Region pointing data
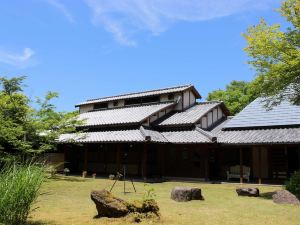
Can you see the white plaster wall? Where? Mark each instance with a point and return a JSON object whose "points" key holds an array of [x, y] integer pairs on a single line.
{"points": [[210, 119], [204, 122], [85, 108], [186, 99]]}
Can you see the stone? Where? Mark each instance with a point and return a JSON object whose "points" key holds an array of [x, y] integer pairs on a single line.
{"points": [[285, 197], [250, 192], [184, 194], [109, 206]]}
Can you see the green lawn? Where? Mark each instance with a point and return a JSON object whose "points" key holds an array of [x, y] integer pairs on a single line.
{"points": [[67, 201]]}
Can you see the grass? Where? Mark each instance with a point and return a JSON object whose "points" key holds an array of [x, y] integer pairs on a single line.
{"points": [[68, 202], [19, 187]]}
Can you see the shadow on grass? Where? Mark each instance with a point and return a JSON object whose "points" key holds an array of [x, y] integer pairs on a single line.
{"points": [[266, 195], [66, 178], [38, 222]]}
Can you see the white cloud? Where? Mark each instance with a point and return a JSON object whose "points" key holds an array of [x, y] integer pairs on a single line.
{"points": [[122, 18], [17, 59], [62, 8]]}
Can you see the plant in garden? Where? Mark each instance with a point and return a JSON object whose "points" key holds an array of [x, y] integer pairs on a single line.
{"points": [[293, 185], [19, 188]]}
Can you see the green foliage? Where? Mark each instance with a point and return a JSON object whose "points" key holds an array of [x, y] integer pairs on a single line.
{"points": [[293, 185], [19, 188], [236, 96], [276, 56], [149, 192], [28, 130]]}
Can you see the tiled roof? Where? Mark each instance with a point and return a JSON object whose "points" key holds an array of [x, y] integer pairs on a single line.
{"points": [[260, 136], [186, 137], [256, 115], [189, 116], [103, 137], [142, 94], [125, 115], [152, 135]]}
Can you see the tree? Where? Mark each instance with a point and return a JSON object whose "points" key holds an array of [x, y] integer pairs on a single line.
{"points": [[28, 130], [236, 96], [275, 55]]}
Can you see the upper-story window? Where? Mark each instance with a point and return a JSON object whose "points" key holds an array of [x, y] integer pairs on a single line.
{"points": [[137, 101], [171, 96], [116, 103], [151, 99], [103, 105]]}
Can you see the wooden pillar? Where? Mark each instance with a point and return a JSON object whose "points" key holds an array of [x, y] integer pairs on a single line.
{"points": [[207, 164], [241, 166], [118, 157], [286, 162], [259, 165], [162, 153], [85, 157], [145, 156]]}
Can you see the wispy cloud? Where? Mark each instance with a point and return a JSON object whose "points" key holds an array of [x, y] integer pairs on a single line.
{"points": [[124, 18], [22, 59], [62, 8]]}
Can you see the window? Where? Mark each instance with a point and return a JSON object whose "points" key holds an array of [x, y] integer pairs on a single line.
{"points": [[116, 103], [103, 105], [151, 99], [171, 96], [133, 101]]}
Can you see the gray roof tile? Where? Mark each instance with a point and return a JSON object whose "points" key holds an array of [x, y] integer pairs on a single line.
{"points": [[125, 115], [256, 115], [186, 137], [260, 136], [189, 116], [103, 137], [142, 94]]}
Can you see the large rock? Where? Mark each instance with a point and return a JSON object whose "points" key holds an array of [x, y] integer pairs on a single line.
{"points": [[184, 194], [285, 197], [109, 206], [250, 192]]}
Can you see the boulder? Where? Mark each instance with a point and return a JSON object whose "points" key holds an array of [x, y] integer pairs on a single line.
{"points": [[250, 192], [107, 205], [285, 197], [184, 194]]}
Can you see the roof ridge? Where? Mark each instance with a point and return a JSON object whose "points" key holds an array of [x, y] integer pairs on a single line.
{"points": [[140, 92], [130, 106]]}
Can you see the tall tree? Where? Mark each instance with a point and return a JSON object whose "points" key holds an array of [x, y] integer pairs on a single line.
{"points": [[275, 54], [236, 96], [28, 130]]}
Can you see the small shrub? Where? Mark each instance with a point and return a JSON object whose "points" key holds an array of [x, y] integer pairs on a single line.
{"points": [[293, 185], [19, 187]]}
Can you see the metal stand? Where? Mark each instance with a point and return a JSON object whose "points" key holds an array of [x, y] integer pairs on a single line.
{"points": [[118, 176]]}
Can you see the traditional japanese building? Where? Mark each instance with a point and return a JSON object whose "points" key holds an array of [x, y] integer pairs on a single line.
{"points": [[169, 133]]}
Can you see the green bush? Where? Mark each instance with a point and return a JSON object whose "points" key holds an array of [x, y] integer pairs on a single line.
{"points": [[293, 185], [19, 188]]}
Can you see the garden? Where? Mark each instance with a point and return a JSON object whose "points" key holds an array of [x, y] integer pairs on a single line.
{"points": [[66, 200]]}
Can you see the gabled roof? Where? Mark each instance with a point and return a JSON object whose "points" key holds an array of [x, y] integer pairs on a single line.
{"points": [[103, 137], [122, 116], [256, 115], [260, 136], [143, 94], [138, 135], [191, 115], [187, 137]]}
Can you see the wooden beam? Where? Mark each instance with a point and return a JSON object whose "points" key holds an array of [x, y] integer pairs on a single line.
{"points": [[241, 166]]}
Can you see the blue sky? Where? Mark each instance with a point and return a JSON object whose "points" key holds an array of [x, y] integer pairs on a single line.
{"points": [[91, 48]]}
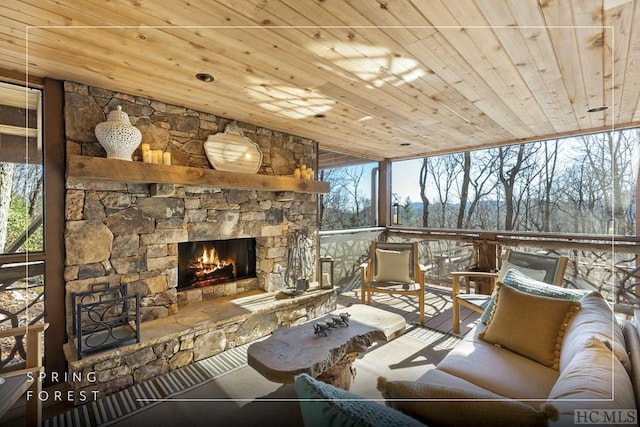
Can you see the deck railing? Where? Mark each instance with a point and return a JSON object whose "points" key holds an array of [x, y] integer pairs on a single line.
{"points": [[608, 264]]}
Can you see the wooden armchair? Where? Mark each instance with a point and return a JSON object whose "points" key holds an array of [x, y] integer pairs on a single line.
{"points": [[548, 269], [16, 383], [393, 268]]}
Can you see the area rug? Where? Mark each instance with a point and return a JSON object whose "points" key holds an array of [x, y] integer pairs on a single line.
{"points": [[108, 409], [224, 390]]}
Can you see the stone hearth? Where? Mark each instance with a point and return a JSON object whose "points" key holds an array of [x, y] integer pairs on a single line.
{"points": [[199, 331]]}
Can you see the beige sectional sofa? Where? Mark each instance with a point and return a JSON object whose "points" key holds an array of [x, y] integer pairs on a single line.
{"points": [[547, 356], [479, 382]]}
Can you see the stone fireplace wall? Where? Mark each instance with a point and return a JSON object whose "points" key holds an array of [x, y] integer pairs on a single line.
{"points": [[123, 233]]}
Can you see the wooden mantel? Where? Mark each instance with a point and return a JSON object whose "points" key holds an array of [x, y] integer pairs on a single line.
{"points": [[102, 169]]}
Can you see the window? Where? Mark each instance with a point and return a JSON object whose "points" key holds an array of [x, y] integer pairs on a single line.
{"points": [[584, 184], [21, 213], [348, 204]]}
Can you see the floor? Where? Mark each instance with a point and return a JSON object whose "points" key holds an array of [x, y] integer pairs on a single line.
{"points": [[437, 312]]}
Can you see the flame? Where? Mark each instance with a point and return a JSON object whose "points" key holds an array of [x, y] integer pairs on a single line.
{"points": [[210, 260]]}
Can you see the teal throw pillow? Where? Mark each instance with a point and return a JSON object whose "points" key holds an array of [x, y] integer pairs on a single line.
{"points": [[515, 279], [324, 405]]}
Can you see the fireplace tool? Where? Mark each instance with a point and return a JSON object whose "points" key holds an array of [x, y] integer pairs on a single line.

• TASK ITEM
Reproduce every line above word for word; no images.

• WRITTEN ANSWER
Can you see the white plaster wall? Where? Mark each instance with a point and return a JSON object whose "points" key holds an array of [x, y] integer pairs on a single line.
{"points": [[210, 119], [204, 122], [85, 108], [186, 99]]}
Can you see the stone? Where? Mark each instance with a point and return a JSON object whose "points" key holds an array of [x, y] integer pairs on a single line.
{"points": [[285, 197], [250, 192], [184, 194], [109, 206]]}
Can you see the green lawn? Where? Mark each instance with a point and return a JSON object whose "points" key holds an array of [x, y] integer pairs on a single line.
{"points": [[67, 201]]}
Can you see the grass? Where? Mark each instance with a point and return a JSON object whose "points" key holds an array of [x, y] integer pairs on a single line.
{"points": [[68, 202], [19, 187]]}
Can you see the shadow on grass? Where? Mark each instance with a point and return a JSON object whose "points" key holds an array of [x, y] integer pairs on a single line.
{"points": [[266, 195], [66, 178], [38, 222]]}
Can you see the white cloud? Where? Mark each instance with a point and return a JSON object whose "points" key holds an array of [x, y] integer pairs on a single line.
{"points": [[122, 18], [17, 59], [62, 8]]}
Can you see the plant in garden? Where? Mark each instance with a point and return a JSON object whose "points" key holds an array of [x, y] integer pairs on a single line.
{"points": [[293, 185], [19, 188]]}
Can you see the green foliage? Where? Mark each instance with a point and return a JSON object whose "points" key holds an array of [x, y] integer pairs on a single line.
{"points": [[293, 185], [19, 188], [236, 96], [276, 56], [149, 192], [28, 130]]}
Can you see the tiled roof? Where? Mark each instance with a point and return a JSON object whose "points" key holds an array of [x, y] integer pairs on a single line.
{"points": [[260, 136], [186, 137], [256, 115], [189, 116], [103, 137], [142, 94], [125, 115], [152, 135]]}
Can you see the tree? Where? Mark each instance with a point and return a JSON object whose "points" key holds an array of [x, y] integer pairs on a single line.
{"points": [[28, 130], [236, 96], [275, 55]]}
Can you see the upper-story window? Where? Mark each instance with a point and return a JSON object whose "points" key holds an array of [x, y] integer pairs on a single line.
{"points": [[137, 101], [171, 96], [116, 103], [151, 99], [103, 105]]}
Can you see the wooden pillar? Where? Mark each instance with a point and return a JSON object whose "points" key holds an array of [x, y] integer pairs on a single line.
{"points": [[207, 164], [241, 166], [118, 157], [286, 162], [259, 165], [162, 153], [85, 157], [145, 156]]}
Can you see the wispy cloud? Where? Mark each instance with a point and return a JSON object whose "points" key holds an array of [x, y] integer pairs on a single line.
{"points": [[124, 18], [22, 59], [62, 8]]}
Can you see the window? Where? Mark each instance with a point and return a JSON object whose "points" key holds an array of [x, y] integer pairs on a single line.
{"points": [[116, 103], [103, 105], [151, 99], [171, 96], [133, 101]]}
Can you see the gray roof tile? Where? Mark each instance with a point and return a JSON object whose "points" key holds an array of [x, y] integer pairs on a single line.
{"points": [[125, 115], [256, 115], [186, 137], [260, 136], [189, 116], [103, 137], [142, 94]]}
Can you see the large rock? Where? Mark each instance with a point and return a JSON object whose "points" key holds an array of [x, y] integer pairs on a single line.
{"points": [[184, 194], [285, 197], [109, 206], [250, 192]]}
Can you see the boulder? Where? Mark each instance with a point and return a JSON object whose "points" key holds an array of [x, y] integer pairs on a single line.
{"points": [[250, 192], [107, 205], [285, 197], [184, 194]]}
Can you see the roof ridge? Where? Mark each instance with a point and return a JSON object whose "points" key holds an array of [x, y] integer pairs on a single line.
{"points": [[140, 92], [130, 106]]}
Can you see the tall tree? Where? Mark each instance with a point and return a JSON object whose "points" key holds an array of [x, y] integer pairs on a single line.
{"points": [[275, 54], [236, 96], [28, 130]]}
Can you see the small shrub? Where? Mark each instance with a point and return a JSON object whose "points" key holds an array of [x, y] integer pairs on a single line.
{"points": [[293, 185], [19, 187]]}
Can you see the metal stand? Where? Mark each instance with a point and return a JSON object whose "points" key holds an array of [x, y] integer pairs on a single line.
{"points": [[118, 176]]}
Can you see the traditional japanese building? Where? Mark each instance with a point and return a JSON object whose "points" key holds an array of [x, y] integer pairs on a single line.
{"points": [[169, 133]]}
Can you see the green bush? Where? Mark each instance with a point and return a JSON object whose "points" key holds an array of [x, y] integer pairs on a single line.
{"points": [[293, 185], [19, 188]]}
Can you see the garden? Where? Mark each instance with a point and return a JSON object whose "points" key holds an array of [x, y] integer pairs on a single line.
{"points": [[66, 200]]}
Can you see the gabled roof? Where? Mark each instance with a point and return a JSON object whose "points" key holds an array of [x, y] integer pairs on a single line.
{"points": [[103, 137], [122, 116], [256, 115], [260, 136], [143, 94], [138, 135], [191, 115], [187, 137]]}
Can you see the wooden beam? Where? Mark each instance with a point and return a JSON object whose "points" key holds an array of [x, y] integer pairs on a single line.
{"points": [[241, 166]]}
Can you see the blue sky? Where? Mark each instance with a point and return a JSON object whose "points" key holds an array of [x, y] integer pairs on a single line.
{"points": [[91, 48]]}
Can you see the deck railing? Where? Mark each instance with a point and return a JSON object whose "points" key holds an array of [x, y] integer pairs on a single line.
{"points": [[608, 264]]}
Can you see the wooden armchair? Where? Mark each instance with a point and return a JSON object whose "points" key holds an array of [x, y] integer pairs on a single line.
{"points": [[548, 269], [16, 383], [393, 268]]}
Can you see the area rug? Where? Mark each instance with a point and return a JSON object whose "points" key holds an array of [x, y] integer pairs on a single line.
{"points": [[108, 409], [224, 390]]}
Can you see the stone hearth? Where? Mark each instance with a point and return a JSON object whose "points" key holds an array of [x, y] integer pairs on a single line.
{"points": [[199, 331]]}
Can you see the beige sectional sofa? Where? Mark each instance with a point and return a JSON object whose "points" key holds an array of [x, y] integer pairs on a single line.
{"points": [[547, 356], [479, 382]]}
Can you see the stone fireplace wall? Where? Mark each instance with a point and return a JSON object whose "points" key holds an array of [x, y] integer pairs on a single line.
{"points": [[123, 233]]}
Can you see the wooden mantel? Where? Mark each instance with a point and return a JSON object whose "points" key holds an array of [x, y] integer pairs on a single line.
{"points": [[102, 169]]}
Can you see the window? Where? Mark each instance with a point and return a JSON object whose "points" key holds an array of [x, y] integer pairs on a single line.
{"points": [[584, 184], [21, 213], [348, 204]]}
Can you see the floor? Where? Mark each instance with a point and return a JSON object whose "points" key holds an array of [x, y] integer pairs on a single line.
{"points": [[437, 312]]}
Can you see the flame? Where? Mark each instance with a point and return a JSON object whose "points" key holds an array of [x, y] integer pairs on a single line.
{"points": [[210, 260]]}
Can you see the teal throw pillow? Where? Mark each instance with a point and return a JSON object whose "points" key holds an array of [x, y] integer pairs on a single line.
{"points": [[515, 279], [324, 405]]}
Can you see the fireplace tool? Where? Mark each instance with a point and return a JSON object whose "points" key holds an array of [x, y] integer pairs on a single line.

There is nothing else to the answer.